Text under study:
William Buchan published his famous work Domestic Medicine in 1769. The first edition sold for only six shillings and was a great success. Domestic Medicine went on to sell over 80,000 copies, and 19 editions were printed, translated into almost every major European language.[5] The German naturalists Spix and Martius, after travelling in Brazil in 1817–1820, wrote that people, even in isolated farms and towns in the interior of the Portuguese colony, consulted the Portuguese translation of Buchan's book in order to treat maladies.[6] In 1772, Buchan became a fellow of the Royal College of Physicians of Edinburgh.
In 1778, Buchan announced his candidacy for the position as chair of the Institute of Medicine upon the death of John Gregory; however, he lost the election. He later moved to London, practicing there until his death on 25 February 1805. He is buried in the cloisters of Westminster Abbey.

Exercise details:
From the passage on William Buchan, answer each part:
(a) What was the price of the first edition of Domestic Medicine?
(b) For what position did Buchan stand in 1778?
(c) Where is he buried?

Supplied entries:
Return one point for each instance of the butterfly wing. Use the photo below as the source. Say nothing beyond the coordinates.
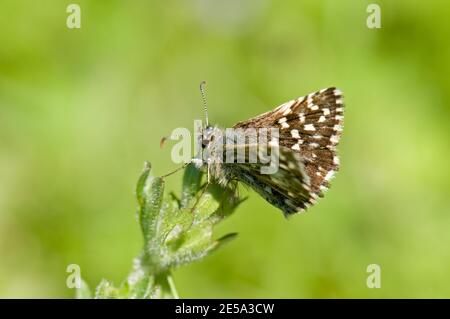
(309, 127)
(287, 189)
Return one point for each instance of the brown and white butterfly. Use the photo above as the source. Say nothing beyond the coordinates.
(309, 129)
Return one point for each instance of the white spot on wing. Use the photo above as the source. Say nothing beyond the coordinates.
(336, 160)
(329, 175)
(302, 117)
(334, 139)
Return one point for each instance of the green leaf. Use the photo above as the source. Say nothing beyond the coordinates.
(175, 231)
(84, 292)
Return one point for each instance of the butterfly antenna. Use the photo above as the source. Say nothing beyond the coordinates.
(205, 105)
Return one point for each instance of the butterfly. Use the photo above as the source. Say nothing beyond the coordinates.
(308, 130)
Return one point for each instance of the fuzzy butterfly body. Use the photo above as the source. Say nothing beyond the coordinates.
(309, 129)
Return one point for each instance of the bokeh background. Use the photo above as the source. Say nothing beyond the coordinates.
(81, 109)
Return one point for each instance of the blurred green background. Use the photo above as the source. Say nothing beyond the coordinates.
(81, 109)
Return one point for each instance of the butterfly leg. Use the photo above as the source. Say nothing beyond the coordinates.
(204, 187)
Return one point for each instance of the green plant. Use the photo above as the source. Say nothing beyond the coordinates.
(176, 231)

Response area:
(a) Six shillings.
(b) Chair of the Institute of Medicine.
(c) In the cloisters of Westminster Abbey.